Output each entry that follows exactly. Images stay out.

## START INFORMATION GIVEN

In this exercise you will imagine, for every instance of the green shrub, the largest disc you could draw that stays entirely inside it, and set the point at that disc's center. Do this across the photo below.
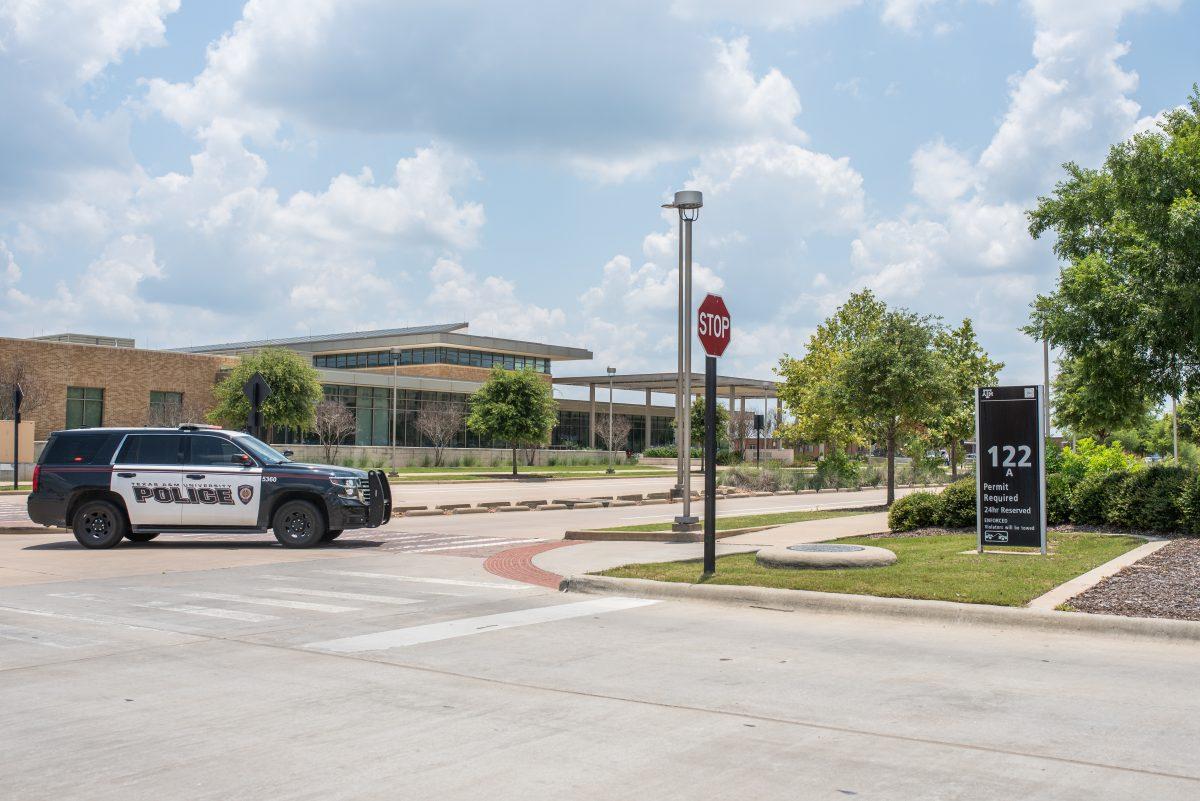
(870, 476)
(1089, 458)
(1149, 500)
(915, 511)
(1059, 491)
(958, 505)
(1189, 506)
(835, 469)
(1093, 497)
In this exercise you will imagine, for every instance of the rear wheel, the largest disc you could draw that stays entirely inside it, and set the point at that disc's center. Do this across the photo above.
(99, 524)
(298, 524)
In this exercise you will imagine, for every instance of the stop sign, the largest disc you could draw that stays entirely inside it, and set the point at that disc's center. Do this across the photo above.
(713, 325)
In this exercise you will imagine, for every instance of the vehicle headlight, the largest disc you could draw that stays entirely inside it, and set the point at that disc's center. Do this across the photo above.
(349, 487)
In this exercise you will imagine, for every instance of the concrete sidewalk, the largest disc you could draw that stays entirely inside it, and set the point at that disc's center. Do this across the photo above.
(592, 556)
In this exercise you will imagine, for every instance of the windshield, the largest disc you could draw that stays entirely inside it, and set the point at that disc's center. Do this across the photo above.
(262, 451)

## END INFORMATION GIVEN

_FULL OUTPUT_:
In this exercise you will imagine, for every instance of the green shrub, the largest disc you could draw that stays entirely inside it, and set the point at that disc's center. Do this across the photo below.
(870, 476)
(1089, 458)
(1149, 500)
(915, 511)
(1059, 491)
(958, 505)
(1189, 506)
(835, 469)
(1093, 497)
In this exercise you will imagine, for every instance of the rear wheel, the largest disc you could draw that stays entirely inside it, and set the point at that disc's center. Do this across the photo above.
(99, 524)
(298, 524)
In this exercise you will imagine, for every instance of the stop sign, the largest disc you could draw that stays entirely inside it, and set the point at that disc's center. Do this across the photo above.
(713, 325)
In this exercise you will imagine, for every instance of the vehicle headlight, the largest disc you could draw that stays entirely inside it, and set the point at that disc's center. Do this across the photo above.
(349, 487)
In this exercise you will imagine, for every instance of the concrete sidewalk, the largest disc you could draw that stays entirely inside it, and set the point at that disc's center. Do this across the photo above.
(592, 556)
In this exercise you will imagine, for every instance of the windshield, the largest disc you could draw that stays entirely inside it, and set the point at that disc's center. Do this across the photo above.
(262, 451)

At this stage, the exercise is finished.